— PASSAGE GIVEN —

The Shapiro-Wilk statistics W always satisfies $0 \lt W \leq 1$.

Depending on n, for a value of W close enough to 1, the normality hypothesis will not be rejected. For smaller values of W, the normality hypothesis will be rejected.

For n=2, the normality can never be rejected. So, Shapiro-Wilk test is useful for only $n \geq 3$

The R implementation of Shapiro-Wilk test allows sample size n from 3 to 5000.

The probability density distribution of W is not given in any specific form, but various approximations and formulae are used for various ranges of n. Tables exist for coefficients a for various n values. The values of Weights W have been computed for various values of n in the form of tables.

Another way of testing is to perform simulations for estimationg the lower tailed p-value for the computed statistic W for a given sample size n. We can use R statistical package funtion "shapiro.test(W)". This generates the test statistic and the corresponding p-value. If the p-value is less than the threshold $\alpha$, we reject the normality hypothesis (which is the null hyothesis). This function implements the test for $3 \leq n \leq 5000$.

— COMPLETE THE FOLLOWING —
1 > According to the Shapiro-Wilk passage, what range of sample sizes n does the R implementation of the test allow?
2 > State whether each statement agrees with the Shapiro-Wilk passage. Answer yes or no, and quote the deciding words of the passage.
(a) For a sample size of n=2, the normality hypothesis can be rejected.
(b) Tables exist for the coefficients a for various values of n.
(c) The probability density distribution of W is given in a specific form.
3 > Rewrite the Shapiro-Wilk passage from "The R implementation" up to and including "form of tables.", substituting "estimates" for "approximations".
Base every answer solely on the Shapiro-Wilk passage.

— DATA LINES —
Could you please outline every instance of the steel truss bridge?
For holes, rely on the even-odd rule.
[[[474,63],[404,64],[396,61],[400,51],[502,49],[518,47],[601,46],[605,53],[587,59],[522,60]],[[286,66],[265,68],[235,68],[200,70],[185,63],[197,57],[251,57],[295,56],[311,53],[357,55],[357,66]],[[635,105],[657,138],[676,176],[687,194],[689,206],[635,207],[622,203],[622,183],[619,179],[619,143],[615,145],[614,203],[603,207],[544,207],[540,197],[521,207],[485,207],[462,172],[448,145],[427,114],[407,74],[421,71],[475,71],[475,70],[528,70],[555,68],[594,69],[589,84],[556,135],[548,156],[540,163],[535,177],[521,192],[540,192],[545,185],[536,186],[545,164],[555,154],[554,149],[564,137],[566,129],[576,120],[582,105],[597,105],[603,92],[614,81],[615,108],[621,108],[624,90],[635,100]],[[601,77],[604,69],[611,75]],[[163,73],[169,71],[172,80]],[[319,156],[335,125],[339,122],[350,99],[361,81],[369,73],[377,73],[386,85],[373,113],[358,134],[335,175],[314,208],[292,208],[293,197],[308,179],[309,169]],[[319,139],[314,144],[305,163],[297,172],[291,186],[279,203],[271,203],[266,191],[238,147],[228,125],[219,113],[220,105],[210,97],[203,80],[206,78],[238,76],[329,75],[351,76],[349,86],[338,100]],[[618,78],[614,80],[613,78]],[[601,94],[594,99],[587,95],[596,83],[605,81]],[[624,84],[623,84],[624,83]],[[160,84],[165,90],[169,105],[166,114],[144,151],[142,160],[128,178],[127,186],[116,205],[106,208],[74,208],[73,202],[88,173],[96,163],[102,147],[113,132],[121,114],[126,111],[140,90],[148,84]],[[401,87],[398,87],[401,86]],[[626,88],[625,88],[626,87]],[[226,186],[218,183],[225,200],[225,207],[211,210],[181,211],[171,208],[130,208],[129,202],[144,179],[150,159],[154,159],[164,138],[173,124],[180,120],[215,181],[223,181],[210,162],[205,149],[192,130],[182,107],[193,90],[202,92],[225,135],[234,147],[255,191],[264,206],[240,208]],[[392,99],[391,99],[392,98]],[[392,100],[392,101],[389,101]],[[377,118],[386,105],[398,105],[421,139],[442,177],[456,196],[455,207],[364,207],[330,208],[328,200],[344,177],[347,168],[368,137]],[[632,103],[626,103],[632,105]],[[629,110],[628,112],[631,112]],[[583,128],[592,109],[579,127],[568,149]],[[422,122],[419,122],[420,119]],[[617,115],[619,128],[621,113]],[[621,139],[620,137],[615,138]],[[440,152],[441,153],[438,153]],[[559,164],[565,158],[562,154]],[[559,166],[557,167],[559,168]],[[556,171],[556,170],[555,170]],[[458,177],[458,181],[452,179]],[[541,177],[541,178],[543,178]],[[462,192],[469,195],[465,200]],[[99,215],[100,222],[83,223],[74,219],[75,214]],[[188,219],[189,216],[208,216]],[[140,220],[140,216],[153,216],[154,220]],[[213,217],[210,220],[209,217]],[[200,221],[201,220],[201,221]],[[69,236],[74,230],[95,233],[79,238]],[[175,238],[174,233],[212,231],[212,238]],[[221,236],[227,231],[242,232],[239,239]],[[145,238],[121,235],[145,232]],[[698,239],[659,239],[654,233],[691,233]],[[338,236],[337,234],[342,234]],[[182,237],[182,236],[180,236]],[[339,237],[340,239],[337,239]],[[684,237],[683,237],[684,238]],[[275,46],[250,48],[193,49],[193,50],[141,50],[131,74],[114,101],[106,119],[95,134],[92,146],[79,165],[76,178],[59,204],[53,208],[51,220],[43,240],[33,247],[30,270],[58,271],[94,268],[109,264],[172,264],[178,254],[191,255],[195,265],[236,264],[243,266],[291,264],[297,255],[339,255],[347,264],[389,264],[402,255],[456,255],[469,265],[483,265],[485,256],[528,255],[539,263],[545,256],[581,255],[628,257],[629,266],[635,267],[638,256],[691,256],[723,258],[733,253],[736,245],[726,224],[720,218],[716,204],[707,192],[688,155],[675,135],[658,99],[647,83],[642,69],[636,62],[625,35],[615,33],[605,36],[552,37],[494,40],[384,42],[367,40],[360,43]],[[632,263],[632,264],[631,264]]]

— ANSWERS IN ORDER —
1 > It allows sample sizes n from 3 to 5000.

2 >
(a) No: "For n=2, the normality can never be rejected."
(b) Yes: "Tables exist for coefficients a for various n values."
(c) No: "The probability density distribution of W is not given in any specific form"

3 >
The R implementation of Shapiro-Wilk test allows sample size n from 3 to 5000.

The probability density distribution of W is not given in any specific form, but various estimates and formulae are used for various ranges of n. Tables exist for coefficients a for various n values. The values of Weights W have been computed for various values of n in the form of tables.